**Detection examples**

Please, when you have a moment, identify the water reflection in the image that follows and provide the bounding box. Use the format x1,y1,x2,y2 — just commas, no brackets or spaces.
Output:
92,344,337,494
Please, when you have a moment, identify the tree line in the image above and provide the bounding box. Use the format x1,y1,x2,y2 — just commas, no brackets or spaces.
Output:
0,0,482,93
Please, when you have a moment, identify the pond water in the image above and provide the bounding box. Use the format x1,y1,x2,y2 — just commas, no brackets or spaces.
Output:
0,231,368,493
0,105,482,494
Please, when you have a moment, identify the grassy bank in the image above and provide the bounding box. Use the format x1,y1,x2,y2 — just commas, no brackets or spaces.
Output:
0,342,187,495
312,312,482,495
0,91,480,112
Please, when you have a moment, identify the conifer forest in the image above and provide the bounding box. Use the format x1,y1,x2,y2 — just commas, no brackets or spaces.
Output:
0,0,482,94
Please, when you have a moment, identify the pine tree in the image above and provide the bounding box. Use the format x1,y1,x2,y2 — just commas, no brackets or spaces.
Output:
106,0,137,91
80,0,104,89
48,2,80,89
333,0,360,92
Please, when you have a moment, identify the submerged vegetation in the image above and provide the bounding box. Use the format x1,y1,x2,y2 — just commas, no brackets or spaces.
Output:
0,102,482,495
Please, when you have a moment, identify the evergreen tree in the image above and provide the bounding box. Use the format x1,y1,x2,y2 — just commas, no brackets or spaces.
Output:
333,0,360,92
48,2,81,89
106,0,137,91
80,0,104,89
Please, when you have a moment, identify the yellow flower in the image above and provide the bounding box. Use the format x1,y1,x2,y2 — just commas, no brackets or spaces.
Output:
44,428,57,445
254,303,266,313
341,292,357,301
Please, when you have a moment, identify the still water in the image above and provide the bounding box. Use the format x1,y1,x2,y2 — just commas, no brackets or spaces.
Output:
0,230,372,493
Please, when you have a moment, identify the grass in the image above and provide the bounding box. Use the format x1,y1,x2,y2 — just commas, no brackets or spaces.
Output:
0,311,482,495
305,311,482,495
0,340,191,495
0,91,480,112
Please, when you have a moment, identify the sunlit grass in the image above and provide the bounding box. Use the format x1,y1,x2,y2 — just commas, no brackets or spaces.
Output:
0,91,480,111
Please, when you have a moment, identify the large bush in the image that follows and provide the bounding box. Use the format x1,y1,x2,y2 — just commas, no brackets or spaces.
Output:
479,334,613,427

**Work to do**
Format the lines from the one containing "Please, when you have a moment, identify the pond" through the one containing "0,105,482,494", inclusive, as a JSON list of strings with one string per line and no blank lines.

**Answer for the task**
[
  "Please, when you have a moment, identify the pond water in the image above and provide the bounding box. Use the format x1,y1,x2,y2 — just commas, no brackets or spaces.",
  "Output:",
  "0,231,368,493",
  "0,105,482,494"
]